Data lines:

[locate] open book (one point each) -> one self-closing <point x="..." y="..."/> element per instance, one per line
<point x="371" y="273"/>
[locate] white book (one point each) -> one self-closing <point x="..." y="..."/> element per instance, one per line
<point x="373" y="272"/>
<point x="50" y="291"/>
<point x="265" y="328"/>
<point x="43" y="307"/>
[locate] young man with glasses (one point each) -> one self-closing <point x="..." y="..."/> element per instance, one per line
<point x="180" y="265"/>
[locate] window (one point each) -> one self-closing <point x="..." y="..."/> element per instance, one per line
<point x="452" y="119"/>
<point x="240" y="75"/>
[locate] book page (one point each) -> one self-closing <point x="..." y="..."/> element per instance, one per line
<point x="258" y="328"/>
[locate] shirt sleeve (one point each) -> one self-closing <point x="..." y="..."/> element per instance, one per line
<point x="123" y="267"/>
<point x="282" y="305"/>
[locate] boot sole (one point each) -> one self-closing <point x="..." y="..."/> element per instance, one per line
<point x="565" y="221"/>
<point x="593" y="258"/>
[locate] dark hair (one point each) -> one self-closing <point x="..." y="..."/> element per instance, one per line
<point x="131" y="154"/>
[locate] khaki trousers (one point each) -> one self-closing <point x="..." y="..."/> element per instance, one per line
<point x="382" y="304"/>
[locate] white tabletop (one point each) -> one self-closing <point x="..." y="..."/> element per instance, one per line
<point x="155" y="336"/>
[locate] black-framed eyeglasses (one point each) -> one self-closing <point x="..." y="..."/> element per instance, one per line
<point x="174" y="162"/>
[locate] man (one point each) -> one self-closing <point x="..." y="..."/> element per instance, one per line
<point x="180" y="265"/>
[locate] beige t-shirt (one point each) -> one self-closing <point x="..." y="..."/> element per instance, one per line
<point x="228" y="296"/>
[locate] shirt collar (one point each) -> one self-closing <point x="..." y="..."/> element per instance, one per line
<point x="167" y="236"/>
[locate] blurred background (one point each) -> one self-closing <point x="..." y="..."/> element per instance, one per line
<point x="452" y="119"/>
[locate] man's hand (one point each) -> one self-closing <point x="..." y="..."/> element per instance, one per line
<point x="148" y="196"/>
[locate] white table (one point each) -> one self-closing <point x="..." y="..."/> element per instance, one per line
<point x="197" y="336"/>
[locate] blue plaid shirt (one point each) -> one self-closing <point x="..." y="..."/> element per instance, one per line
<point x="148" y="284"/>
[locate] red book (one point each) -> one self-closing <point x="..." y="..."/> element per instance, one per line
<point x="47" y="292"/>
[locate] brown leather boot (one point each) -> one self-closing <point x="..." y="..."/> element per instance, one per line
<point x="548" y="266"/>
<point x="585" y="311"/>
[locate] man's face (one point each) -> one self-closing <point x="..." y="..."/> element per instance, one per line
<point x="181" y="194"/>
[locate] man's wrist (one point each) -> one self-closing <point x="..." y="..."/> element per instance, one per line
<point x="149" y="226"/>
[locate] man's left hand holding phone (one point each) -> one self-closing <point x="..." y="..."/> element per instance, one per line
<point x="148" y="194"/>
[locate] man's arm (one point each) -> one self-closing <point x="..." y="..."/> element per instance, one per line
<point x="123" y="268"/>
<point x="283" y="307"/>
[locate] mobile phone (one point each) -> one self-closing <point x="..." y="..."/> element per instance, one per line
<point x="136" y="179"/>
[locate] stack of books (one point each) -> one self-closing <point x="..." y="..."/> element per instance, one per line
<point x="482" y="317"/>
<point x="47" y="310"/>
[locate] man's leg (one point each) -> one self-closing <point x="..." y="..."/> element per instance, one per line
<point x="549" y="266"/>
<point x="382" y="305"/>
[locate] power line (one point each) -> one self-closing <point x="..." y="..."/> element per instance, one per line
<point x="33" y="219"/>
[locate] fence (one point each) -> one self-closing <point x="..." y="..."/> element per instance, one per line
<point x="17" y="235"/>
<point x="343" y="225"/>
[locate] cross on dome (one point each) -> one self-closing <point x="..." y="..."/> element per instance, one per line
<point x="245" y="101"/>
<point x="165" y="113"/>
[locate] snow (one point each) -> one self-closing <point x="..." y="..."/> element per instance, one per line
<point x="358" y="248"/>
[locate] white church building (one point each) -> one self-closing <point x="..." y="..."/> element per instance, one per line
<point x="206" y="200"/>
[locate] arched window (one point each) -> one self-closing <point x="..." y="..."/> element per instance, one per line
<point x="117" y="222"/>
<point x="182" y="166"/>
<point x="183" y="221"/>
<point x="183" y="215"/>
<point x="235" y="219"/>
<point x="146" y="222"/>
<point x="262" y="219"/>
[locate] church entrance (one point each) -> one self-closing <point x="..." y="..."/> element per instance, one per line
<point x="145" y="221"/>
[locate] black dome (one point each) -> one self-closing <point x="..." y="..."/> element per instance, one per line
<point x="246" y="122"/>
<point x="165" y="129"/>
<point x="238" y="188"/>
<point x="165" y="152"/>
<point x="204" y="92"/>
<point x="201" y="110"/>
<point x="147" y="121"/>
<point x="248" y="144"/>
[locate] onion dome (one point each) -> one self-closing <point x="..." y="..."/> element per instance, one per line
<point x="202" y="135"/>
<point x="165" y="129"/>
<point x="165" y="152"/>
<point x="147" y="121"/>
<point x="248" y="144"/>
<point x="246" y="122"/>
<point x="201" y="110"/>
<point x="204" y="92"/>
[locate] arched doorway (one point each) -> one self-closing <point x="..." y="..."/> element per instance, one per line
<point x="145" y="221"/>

What you should do:
In the listing above, find the line with "[locate] fence (one" and set down that line and all after it exactly, through the final line.

Response:
[locate] fence (one point each) -> one self-closing <point x="..." y="..."/> element per instance, one per line
<point x="17" y="235"/>
<point x="343" y="225"/>
[locate] cross on dome (one point each) -> one self-closing <point x="..." y="..."/> element per instance, one per line
<point x="245" y="101"/>
<point x="165" y="113"/>
[locate] snow (one point each) -> one self-closing <point x="..." y="..."/> element per instance, one per line
<point x="358" y="248"/>
[locate] white church building (one point each) -> one self-closing <point x="..." y="..."/> element per instance, one per line
<point x="206" y="200"/>
[locate] arched window (one point each) -> one self-closing <point x="..." y="..."/> element per instance, one per line
<point x="117" y="222"/>
<point x="182" y="166"/>
<point x="183" y="221"/>
<point x="183" y="215"/>
<point x="235" y="219"/>
<point x="146" y="222"/>
<point x="262" y="219"/>
[locate] church entrance (one point each) -> one self-closing <point x="..." y="..."/> element per instance, one per line
<point x="145" y="221"/>
[locate] black dome (one point each) -> one self-closing <point x="..." y="..."/> element per instance, one per line
<point x="246" y="122"/>
<point x="165" y="129"/>
<point x="238" y="188"/>
<point x="165" y="152"/>
<point x="204" y="92"/>
<point x="201" y="110"/>
<point x="147" y="121"/>
<point x="248" y="144"/>
[locate] onion dome (one point each) -> one self-closing <point x="..." y="..."/> element per instance, one per line
<point x="202" y="135"/>
<point x="165" y="129"/>
<point x="165" y="152"/>
<point x="147" y="121"/>
<point x="248" y="144"/>
<point x="246" y="122"/>
<point x="201" y="110"/>
<point x="204" y="92"/>
[locate] arched doorway (one point each) -> one self-closing <point x="..." y="..."/> element per instance, one per line
<point x="145" y="221"/>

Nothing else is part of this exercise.